Stated task: Copy the listing below verbatim, every line unchanged and in the original order.

Data listing:

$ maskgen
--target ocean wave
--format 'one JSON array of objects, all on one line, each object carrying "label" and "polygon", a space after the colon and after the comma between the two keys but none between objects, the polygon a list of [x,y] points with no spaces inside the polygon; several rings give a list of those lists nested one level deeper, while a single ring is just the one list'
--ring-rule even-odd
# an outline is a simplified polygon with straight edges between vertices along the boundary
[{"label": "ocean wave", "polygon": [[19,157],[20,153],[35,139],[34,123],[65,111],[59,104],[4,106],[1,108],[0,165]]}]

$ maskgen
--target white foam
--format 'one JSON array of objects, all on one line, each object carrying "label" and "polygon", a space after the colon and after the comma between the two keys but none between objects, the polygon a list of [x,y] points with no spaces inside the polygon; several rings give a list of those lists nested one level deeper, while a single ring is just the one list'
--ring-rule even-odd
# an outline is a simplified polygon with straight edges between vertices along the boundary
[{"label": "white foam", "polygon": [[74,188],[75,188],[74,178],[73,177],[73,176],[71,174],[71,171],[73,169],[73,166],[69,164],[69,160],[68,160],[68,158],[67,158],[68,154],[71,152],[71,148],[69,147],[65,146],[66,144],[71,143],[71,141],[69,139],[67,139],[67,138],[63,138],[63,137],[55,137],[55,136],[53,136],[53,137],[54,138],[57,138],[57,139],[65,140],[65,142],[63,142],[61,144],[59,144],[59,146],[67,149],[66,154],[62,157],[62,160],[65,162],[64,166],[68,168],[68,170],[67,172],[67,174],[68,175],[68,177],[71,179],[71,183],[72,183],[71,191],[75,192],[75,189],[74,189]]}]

In response:
$ maskgen
--target ocean wave
--format 'one JSON array of objects, all on one line, each object carrying "label" and "polygon", a space after the colon and after the comma between the two keys but none between objects, the polygon a list of [x,y] points with no spaces inside the polygon; several rings give a list of those lists nested one level deeper, while a single ring is just the one list'
--ring-rule even-odd
# an outline is a simplified polygon with straight edges between vertices along the boundary
[{"label": "ocean wave", "polygon": [[19,157],[20,153],[35,139],[34,123],[65,111],[59,104],[4,106],[1,108],[0,165]]}]

$ maskgen
--target white foam
--format 'one JSON array of objects, all on one line, each object carrying "label" and "polygon", a space after the colon and after the comma between the two keys but none between objects, the polygon a list of [x,y] points with no spaces inside the polygon; several rings give a list of those lists nested one level deeper, while a single ring is just the one list'
--ring-rule even-odd
# an outline is a simplified polygon with straight edges between vertices along the boundary
[{"label": "white foam", "polygon": [[74,188],[75,188],[74,178],[73,177],[73,176],[71,174],[71,171],[73,169],[73,166],[69,164],[69,160],[68,160],[68,158],[67,158],[68,154],[71,152],[71,148],[69,147],[65,146],[66,144],[71,143],[71,141],[69,139],[67,139],[67,138],[63,138],[63,137],[55,137],[55,136],[53,136],[53,137],[54,138],[57,138],[57,139],[65,140],[65,142],[63,142],[61,144],[59,144],[59,146],[67,149],[66,154],[62,157],[62,160],[65,162],[64,166],[68,168],[68,170],[67,172],[67,174],[68,175],[68,177],[71,179],[71,183],[72,183],[71,191],[75,192],[75,189],[74,189]]}]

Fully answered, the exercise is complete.